• _What you should do_: Check each line of the records below for the word "mask" and copy those where it appears.

• _Provided records_:
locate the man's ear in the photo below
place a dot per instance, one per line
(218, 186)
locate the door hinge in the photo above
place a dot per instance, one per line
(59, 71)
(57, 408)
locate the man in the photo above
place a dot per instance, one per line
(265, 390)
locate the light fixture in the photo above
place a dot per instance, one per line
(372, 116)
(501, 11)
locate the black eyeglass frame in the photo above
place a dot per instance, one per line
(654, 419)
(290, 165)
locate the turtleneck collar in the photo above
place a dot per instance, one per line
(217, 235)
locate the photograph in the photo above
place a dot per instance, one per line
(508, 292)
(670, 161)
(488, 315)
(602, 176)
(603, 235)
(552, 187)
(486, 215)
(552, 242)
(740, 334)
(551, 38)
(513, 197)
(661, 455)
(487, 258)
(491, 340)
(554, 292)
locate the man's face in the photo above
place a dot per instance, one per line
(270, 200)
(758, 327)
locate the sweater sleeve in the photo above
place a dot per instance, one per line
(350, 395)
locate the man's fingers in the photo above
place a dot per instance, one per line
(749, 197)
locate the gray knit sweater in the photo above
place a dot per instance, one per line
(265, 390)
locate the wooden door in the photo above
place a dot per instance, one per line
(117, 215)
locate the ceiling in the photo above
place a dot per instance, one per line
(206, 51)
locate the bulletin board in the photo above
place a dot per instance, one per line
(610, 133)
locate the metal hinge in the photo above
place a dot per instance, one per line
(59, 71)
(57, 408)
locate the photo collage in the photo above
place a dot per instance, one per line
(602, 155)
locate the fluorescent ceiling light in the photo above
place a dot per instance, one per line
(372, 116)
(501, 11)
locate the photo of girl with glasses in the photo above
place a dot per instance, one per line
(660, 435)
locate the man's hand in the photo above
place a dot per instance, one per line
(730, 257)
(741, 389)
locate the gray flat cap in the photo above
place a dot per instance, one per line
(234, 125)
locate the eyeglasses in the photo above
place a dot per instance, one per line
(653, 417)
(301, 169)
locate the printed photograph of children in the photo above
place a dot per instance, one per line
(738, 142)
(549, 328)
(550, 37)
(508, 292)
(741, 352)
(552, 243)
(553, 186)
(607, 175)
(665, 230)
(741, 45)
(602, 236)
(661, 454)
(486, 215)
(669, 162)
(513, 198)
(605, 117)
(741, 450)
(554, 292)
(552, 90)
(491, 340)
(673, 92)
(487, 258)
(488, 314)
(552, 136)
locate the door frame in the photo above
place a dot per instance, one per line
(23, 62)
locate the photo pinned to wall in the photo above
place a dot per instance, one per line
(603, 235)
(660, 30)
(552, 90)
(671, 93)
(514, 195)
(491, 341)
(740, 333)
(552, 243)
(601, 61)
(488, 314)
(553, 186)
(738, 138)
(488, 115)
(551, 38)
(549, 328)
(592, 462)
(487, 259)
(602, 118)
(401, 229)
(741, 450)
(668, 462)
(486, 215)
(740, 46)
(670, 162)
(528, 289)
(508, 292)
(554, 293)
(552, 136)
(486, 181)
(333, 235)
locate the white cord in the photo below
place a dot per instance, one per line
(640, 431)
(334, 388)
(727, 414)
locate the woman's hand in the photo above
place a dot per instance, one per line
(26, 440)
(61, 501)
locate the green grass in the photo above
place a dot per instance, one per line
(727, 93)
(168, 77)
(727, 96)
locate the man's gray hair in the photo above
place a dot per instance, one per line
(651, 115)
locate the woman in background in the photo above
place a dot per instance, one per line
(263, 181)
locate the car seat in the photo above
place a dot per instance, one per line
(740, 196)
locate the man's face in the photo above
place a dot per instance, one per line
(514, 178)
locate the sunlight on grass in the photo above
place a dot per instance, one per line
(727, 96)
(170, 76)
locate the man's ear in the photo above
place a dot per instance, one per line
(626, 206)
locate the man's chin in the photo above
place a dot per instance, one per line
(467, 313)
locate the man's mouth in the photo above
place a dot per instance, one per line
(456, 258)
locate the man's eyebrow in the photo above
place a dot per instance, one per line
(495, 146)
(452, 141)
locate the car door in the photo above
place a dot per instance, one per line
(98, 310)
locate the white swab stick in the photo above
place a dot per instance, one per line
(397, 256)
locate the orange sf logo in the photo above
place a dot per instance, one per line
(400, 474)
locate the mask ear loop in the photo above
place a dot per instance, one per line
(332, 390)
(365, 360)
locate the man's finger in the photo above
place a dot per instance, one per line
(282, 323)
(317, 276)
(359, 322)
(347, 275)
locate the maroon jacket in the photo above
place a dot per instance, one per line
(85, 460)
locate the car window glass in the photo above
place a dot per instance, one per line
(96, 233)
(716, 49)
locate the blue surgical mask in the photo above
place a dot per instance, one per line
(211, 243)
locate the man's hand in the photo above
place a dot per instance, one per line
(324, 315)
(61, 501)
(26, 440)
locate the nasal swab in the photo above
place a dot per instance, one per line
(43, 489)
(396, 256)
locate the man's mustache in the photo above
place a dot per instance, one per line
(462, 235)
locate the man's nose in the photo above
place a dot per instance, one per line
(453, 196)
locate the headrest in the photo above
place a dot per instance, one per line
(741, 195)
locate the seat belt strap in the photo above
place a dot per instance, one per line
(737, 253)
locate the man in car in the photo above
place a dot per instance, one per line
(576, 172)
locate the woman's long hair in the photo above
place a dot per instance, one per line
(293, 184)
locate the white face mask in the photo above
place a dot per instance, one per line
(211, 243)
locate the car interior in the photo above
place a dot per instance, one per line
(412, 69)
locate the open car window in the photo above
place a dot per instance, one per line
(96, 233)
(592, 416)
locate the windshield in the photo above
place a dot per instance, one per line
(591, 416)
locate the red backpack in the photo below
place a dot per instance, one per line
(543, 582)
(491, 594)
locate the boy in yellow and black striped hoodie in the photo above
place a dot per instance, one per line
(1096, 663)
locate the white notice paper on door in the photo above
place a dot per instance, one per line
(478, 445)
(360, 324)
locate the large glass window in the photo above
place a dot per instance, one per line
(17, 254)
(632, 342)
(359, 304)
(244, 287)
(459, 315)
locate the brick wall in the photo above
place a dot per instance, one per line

• _Response to the exercise_:
locate the mask ear loop in the photo above
locate the blue surgical mask in the photo above
locate the white face mask in the photo above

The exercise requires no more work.